### Task objective
Reproduce all of the material below word for word, line by line.
============================================================
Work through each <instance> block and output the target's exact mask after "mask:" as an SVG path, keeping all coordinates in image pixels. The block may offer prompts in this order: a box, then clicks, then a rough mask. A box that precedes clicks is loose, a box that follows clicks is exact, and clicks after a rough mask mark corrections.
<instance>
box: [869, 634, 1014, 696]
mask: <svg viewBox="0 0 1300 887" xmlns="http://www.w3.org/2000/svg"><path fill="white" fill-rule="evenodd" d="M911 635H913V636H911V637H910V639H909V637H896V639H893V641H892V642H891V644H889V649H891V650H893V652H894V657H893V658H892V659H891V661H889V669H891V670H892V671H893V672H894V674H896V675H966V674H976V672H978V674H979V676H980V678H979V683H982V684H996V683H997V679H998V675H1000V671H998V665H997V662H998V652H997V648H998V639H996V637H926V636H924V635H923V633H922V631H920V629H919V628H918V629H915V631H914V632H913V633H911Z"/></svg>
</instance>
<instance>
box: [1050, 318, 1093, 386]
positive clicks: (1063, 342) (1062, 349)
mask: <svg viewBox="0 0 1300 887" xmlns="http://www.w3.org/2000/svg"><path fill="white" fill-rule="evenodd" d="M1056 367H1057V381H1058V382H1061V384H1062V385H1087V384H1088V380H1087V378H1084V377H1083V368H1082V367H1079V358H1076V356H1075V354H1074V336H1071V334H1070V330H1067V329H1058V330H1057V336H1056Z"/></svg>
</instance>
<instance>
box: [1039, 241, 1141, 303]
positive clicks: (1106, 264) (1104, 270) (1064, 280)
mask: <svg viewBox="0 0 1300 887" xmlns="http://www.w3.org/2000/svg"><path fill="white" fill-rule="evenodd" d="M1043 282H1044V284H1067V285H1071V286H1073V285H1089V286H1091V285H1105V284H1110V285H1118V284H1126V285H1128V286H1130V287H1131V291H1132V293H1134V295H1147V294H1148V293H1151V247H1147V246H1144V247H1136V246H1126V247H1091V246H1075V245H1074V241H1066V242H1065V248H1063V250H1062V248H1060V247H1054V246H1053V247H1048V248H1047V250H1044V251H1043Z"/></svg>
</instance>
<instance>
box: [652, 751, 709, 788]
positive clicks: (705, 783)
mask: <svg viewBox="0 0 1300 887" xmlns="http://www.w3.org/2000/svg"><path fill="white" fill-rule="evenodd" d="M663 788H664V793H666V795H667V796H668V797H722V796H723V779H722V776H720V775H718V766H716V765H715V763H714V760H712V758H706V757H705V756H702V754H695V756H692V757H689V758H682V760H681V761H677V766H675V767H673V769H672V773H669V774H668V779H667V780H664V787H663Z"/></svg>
============================================================
### Answer to the problem
Work through each <instance> block and output the target's exact mask after "mask:" as an SVG path, keeping all coordinates in image pixels. The block may offer prompts in this order: a box, then clicks, then a rough mask. A box that precedes clicks is loose, a box that follows clicks is exact, and clicks after a rough mask mark corrections.
<instance>
box: [869, 634, 1014, 696]
mask: <svg viewBox="0 0 1300 887" xmlns="http://www.w3.org/2000/svg"><path fill="white" fill-rule="evenodd" d="M911 635H913V636H911V637H910V639H909V637H896V639H893V641H892V642H891V644H889V649H891V650H893V652H894V657H893V658H892V659H891V661H889V669H891V670H892V671H893V672H894V674H896V675H966V674H976V672H978V674H979V676H980V678H979V683H982V684H996V683H997V679H998V675H1000V671H998V665H997V662H998V652H997V648H998V639H996V637H926V636H924V635H923V633H922V631H920V629H919V628H918V629H915V631H914V632H913V633H911Z"/></svg>
</instance>
<instance>
box: [1050, 318, 1093, 386]
positive clicks: (1063, 342) (1062, 349)
mask: <svg viewBox="0 0 1300 887" xmlns="http://www.w3.org/2000/svg"><path fill="white" fill-rule="evenodd" d="M1056 367H1057V381H1058V382H1061V384H1062V385H1087V384H1088V380H1087V378H1084V377H1083V368H1082V367H1079V358H1076V356H1075V354H1074V336H1071V334H1070V330H1067V329H1058V330H1057V336H1056Z"/></svg>
</instance>
<instance>
box: [1039, 241, 1141, 303]
positive clicks: (1106, 264) (1104, 270) (1064, 280)
mask: <svg viewBox="0 0 1300 887" xmlns="http://www.w3.org/2000/svg"><path fill="white" fill-rule="evenodd" d="M1043 282H1044V284H1067V285H1071V286H1073V285H1089V286H1091V285H1105V284H1110V285H1118V284H1126V285H1128V286H1130V287H1131V291H1132V293H1134V295H1147V294H1148V293H1151V247H1147V246H1144V247H1136V246H1126V247H1091V246H1075V245H1074V241H1066V242H1065V248H1063V250H1062V248H1060V247H1054V246H1053V247H1048V248H1047V250H1044V251H1043Z"/></svg>
</instance>
<instance>
box: [652, 751, 709, 788]
positive clicks: (705, 783)
mask: <svg viewBox="0 0 1300 887" xmlns="http://www.w3.org/2000/svg"><path fill="white" fill-rule="evenodd" d="M663 788H664V793H666V795H667V796H668V797H722V796H723V779H722V776H720V775H718V766H716V765H715V763H714V760H712V758H706V757H705V756H702V754H695V756H692V757H689V758H682V760H681V761H677V766H675V767H673V769H672V773H669V774H668V779H667V780H664V787H663Z"/></svg>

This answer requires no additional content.